[Start of section]
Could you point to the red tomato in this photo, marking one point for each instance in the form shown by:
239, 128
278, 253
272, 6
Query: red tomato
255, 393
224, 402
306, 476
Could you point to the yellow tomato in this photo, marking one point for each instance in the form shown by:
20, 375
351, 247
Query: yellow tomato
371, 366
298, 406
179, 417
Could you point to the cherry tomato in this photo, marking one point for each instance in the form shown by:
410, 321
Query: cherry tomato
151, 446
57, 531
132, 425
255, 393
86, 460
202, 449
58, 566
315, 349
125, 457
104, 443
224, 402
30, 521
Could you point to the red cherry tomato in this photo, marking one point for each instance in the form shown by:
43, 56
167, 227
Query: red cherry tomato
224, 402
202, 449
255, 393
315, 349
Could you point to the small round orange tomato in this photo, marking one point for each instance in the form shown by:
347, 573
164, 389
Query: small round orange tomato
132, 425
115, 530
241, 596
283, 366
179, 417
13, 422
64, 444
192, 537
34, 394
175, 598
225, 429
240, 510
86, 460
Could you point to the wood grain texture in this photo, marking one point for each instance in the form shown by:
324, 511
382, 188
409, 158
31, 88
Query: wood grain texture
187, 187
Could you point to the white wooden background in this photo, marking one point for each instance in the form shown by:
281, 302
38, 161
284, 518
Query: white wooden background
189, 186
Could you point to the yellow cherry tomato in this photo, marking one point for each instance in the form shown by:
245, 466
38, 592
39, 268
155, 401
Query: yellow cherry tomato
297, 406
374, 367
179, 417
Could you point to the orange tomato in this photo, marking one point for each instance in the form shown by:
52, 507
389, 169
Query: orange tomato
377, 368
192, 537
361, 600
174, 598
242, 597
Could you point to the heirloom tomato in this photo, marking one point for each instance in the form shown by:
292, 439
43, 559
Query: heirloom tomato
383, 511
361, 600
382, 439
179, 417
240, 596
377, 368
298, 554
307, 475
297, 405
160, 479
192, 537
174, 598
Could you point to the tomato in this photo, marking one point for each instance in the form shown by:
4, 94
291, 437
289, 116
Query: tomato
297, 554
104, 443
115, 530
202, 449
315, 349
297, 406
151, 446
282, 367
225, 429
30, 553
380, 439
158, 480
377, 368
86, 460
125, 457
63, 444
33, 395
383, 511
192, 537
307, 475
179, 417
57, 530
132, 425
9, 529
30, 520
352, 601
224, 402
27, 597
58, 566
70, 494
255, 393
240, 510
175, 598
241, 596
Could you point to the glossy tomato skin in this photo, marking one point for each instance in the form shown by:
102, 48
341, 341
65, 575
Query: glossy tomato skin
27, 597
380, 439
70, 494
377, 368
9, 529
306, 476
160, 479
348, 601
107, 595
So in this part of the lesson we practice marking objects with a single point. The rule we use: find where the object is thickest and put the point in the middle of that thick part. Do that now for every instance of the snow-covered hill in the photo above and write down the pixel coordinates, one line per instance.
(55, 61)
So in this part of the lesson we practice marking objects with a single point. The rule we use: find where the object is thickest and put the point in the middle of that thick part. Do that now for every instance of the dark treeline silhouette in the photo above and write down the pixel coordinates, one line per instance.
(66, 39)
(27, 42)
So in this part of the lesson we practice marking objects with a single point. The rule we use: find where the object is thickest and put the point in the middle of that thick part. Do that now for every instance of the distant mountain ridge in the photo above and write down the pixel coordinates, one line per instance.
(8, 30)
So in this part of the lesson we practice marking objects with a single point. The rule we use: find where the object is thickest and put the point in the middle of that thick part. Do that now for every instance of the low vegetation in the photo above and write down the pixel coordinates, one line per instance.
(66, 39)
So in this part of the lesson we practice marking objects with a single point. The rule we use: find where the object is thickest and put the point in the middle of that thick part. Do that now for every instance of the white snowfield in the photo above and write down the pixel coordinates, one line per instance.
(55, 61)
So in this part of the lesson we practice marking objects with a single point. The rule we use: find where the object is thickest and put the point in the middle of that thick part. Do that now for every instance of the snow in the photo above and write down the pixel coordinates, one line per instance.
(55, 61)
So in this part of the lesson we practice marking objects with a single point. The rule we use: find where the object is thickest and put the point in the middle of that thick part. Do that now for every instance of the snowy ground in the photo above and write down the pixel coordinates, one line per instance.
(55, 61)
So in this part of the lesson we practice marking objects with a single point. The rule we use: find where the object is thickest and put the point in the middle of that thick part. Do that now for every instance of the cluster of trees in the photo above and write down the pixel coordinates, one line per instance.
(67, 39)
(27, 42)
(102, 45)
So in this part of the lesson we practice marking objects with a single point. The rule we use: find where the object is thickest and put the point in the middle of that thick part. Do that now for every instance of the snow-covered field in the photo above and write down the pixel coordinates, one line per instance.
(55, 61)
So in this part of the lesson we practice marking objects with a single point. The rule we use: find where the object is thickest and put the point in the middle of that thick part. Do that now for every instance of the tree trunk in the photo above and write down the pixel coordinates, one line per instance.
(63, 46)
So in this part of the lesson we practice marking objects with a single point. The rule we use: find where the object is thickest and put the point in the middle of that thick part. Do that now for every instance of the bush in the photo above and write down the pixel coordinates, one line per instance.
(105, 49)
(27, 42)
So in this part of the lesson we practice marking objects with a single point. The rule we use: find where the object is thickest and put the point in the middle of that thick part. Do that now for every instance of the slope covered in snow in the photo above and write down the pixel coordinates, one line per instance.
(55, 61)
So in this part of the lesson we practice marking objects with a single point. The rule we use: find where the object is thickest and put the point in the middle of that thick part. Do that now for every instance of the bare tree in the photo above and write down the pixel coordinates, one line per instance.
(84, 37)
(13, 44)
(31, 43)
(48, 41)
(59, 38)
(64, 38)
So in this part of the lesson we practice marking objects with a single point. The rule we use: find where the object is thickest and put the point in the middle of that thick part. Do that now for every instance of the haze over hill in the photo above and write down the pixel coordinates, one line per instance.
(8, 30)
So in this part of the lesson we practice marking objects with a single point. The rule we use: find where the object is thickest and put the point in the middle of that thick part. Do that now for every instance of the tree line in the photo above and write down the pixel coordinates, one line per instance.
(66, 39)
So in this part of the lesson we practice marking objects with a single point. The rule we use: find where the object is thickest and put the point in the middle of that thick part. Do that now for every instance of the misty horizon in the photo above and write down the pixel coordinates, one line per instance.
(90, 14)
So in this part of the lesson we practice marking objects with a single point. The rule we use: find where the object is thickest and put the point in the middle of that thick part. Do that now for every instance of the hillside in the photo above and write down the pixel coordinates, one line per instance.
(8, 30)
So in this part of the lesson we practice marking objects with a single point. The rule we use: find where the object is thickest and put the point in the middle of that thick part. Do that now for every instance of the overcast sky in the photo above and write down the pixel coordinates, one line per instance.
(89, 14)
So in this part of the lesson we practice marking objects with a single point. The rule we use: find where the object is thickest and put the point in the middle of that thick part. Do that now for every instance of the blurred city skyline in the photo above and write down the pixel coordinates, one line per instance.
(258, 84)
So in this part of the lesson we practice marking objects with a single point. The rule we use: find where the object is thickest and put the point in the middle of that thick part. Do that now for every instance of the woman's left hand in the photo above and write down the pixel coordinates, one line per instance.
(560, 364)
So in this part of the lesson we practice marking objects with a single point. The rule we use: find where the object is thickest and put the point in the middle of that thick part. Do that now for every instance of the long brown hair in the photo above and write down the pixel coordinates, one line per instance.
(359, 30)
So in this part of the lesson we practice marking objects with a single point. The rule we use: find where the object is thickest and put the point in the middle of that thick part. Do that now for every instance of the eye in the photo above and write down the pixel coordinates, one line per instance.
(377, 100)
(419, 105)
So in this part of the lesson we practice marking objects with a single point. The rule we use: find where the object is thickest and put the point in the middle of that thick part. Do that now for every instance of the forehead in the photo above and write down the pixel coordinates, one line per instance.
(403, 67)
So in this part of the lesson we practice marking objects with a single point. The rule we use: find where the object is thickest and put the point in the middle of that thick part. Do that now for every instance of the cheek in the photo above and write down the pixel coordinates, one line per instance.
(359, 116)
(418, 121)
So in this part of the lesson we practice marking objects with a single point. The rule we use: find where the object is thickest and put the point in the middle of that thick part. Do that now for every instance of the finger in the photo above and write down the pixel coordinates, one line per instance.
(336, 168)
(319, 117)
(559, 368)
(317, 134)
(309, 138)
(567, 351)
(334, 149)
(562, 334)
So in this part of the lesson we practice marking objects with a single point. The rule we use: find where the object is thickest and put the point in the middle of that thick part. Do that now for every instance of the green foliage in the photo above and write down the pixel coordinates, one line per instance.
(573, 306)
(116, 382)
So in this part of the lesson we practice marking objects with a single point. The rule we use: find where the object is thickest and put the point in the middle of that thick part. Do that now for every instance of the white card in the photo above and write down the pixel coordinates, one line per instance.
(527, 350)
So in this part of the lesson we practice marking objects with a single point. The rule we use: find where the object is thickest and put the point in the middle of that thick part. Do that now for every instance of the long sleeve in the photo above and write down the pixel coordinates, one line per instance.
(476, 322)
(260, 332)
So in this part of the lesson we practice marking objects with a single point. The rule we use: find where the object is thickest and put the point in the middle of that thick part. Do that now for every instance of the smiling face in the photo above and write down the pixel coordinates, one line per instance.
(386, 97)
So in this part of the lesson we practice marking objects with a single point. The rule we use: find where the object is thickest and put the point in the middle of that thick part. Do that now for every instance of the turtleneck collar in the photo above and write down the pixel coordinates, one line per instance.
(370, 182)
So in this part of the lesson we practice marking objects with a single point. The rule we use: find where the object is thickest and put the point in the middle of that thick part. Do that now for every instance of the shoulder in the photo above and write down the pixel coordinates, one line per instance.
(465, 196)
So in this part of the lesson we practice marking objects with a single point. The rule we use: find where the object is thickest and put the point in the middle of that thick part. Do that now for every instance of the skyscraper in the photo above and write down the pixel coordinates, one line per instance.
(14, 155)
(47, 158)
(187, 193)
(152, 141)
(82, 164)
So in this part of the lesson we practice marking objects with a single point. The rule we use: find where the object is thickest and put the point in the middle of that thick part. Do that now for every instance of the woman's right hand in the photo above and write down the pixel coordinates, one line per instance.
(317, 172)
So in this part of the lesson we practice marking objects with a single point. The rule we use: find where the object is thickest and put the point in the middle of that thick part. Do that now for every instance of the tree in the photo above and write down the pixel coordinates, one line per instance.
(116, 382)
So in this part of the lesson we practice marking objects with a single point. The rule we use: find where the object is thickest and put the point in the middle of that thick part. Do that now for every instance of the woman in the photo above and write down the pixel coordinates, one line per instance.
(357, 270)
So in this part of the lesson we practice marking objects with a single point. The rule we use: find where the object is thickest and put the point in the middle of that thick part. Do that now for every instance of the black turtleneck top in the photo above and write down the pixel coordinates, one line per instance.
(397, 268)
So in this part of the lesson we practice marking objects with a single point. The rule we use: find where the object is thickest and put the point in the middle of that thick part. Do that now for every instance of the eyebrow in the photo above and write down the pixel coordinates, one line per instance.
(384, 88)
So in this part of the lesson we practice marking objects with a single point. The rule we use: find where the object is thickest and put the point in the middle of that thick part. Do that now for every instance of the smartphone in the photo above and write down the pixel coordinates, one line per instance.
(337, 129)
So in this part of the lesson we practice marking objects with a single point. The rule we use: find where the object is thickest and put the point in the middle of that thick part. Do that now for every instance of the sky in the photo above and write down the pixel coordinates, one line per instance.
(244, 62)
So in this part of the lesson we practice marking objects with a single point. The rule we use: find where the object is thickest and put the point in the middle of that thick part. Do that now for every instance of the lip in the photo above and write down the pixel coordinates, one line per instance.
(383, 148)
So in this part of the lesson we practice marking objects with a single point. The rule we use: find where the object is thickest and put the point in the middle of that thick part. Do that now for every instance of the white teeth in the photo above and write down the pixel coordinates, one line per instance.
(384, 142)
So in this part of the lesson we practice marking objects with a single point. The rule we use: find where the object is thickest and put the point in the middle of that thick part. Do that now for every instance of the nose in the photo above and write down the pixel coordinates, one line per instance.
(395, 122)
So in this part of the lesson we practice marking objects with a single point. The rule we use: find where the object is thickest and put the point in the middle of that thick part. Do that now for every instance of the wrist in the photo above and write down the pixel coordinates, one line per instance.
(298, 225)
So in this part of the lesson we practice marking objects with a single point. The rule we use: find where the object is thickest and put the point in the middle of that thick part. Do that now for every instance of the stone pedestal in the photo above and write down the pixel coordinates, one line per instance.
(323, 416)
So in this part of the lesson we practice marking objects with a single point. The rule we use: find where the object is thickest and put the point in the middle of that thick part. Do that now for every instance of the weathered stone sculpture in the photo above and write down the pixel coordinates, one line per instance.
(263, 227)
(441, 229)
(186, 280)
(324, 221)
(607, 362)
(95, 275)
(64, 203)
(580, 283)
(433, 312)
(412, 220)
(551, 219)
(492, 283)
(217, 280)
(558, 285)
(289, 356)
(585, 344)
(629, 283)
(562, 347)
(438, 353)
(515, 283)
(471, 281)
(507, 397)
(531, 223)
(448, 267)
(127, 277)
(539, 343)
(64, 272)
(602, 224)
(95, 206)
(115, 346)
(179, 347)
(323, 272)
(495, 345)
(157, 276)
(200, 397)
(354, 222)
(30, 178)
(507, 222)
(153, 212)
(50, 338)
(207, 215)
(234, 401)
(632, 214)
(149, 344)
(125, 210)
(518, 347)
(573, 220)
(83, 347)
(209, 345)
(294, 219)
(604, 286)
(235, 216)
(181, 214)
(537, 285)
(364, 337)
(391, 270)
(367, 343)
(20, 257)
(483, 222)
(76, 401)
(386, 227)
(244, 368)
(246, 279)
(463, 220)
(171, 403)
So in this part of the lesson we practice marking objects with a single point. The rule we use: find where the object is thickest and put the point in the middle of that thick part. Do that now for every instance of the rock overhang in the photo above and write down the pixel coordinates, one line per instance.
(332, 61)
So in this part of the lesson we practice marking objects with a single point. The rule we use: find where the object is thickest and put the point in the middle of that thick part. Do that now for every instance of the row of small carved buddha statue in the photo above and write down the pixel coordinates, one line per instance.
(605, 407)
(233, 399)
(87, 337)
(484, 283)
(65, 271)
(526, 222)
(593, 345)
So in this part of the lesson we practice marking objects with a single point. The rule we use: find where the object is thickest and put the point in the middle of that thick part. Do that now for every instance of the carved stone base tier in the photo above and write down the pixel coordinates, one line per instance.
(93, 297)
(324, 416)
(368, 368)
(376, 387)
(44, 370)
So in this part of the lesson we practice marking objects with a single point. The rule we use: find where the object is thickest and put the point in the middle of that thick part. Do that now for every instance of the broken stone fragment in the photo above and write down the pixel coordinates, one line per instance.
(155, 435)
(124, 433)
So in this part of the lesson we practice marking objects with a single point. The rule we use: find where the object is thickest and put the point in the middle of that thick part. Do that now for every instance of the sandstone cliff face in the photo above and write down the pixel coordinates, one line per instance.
[End of section]
- What you are asked to do
Among the lines above, return those that hold the word "each".

- Finished task
Could you point to the red tomato in this photo, marking one point for each instance in the form shown by:
Could you point to the yellow tomato in this photo, marking one point for each instance in the form shown by:
Could you point to the cherry tomato in this photo, marking one point for each instance in the form shown by:
Could you point to the red cherry tomato in this photo, marking one point for each instance in the form shown by:
Could you point to the small round orange tomato in this photo, marking one point for each instance in the form shown by:
Could you point to the wood grain texture in this photo, marking one point for each instance in the form shown by:
Could you point to the white wooden background in this photo, marking one point for each instance in the form shown by:
Could you point to the yellow cherry tomato in this photo, marking one point for each instance in the form shown by:
Could you point to the orange tomato in this photo, marking one point for each instance in the form shown by:
Could you point to the heirloom tomato in this photo, marking one point for each instance in the form shown by:
Could you point to the tomato in this photo, marking one point for each instance in the form shown by:
Could you point to the glossy tomato skin in this photo, marking one point for each instance in the form shown by:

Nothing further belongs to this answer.